Si en el último concierto de la Orquesta de la Comunidad Valenciana, acompañando a Plácido Domingo, se escuchó a una formación desganada y en declive, la actuación de este sábado nos devolvió la imagen original: seda en las cuerdas, colorido en los vientos, empaste como grupo y sutileza en el fraseo
VALÈNCIA. Dirigía Roberto Abbado, quien, tras la dimisión de Fabio Biondi, es –al menos durante este año- el titular de la orquesta. Se ha comentado mucho la famosa encuesta donde ninguno de los profesores de la orquesta había propuesto al maestro milanés como candidato para la futura dirección. Tampoco a Biondi. Este optó, al enterarse, por la dimisión. Pero Abbado se quedó este año (el que le resta de su contrato), y se responsabilizó de llevar la batuta en tres óperas (I Masnadieri, Rigoletto y Lucia di Lammermoor), además del concierto que hoy nos ocupa.
Y los músicos, afortunadamente, volvieron a tocar como antaño. Ignoramos si se han solventado los problemas que, en su día, propiciaron la baja aceptación de Abbado en la encuesta o si, simplemente, le respetan como director, poniendo sobre el tablero toda su técnica y musicalidad. Lo cual no es poco.

§ Requisitos:
• 1. Según la crítica del concierto, ¿de qué tres óperas se responsabilizó Roberto Abbado este año?
• 2. Copia de la crítica del concierto el fragmento que comienza en "Y los músicos, afortunadamente, volvieron" y acaba en "no es poco.".

Anotaciones con recuadros para fotos
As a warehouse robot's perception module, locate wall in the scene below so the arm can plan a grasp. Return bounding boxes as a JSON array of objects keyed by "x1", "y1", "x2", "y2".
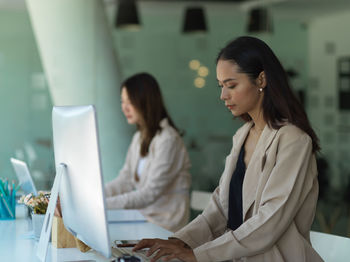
[
  {"x1": 307, "y1": 11, "x2": 350, "y2": 237},
  {"x1": 0, "y1": 10, "x2": 53, "y2": 188}
]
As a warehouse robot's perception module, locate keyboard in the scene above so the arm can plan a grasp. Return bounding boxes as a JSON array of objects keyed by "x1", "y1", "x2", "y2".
[{"x1": 112, "y1": 247, "x2": 152, "y2": 262}]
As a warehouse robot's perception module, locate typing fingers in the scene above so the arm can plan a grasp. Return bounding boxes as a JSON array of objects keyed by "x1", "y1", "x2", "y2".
[{"x1": 132, "y1": 238, "x2": 156, "y2": 251}]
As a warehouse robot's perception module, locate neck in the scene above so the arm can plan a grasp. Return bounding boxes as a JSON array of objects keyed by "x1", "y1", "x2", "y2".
[{"x1": 250, "y1": 112, "x2": 266, "y2": 133}]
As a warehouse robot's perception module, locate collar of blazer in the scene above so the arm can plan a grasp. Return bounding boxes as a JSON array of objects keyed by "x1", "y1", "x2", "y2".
[{"x1": 221, "y1": 121, "x2": 278, "y2": 221}]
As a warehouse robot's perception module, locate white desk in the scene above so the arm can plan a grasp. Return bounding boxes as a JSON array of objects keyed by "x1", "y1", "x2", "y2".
[{"x1": 0, "y1": 208, "x2": 171, "y2": 262}]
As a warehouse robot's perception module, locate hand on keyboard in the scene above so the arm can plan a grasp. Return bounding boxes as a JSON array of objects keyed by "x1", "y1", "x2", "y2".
[{"x1": 133, "y1": 239, "x2": 197, "y2": 262}]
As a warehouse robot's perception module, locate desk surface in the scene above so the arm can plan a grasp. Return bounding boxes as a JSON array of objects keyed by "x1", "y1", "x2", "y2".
[{"x1": 0, "y1": 206, "x2": 171, "y2": 262}]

§ Las respuestas:
• 1. I Masnadieri, Rigoletto y Lucia di Lammermoor.

• 2.
Y los músicos, afortunadamente, volvieron a tocar como antaño. Ignoramos si se han solventado los problemas que, en su día, propiciaron la baja aceptación de Abbado en la encuesta o si, simplemente, le respetan como director, poniendo sobre el tablero toda su técnica y musicalidad. Lo cual no es poco.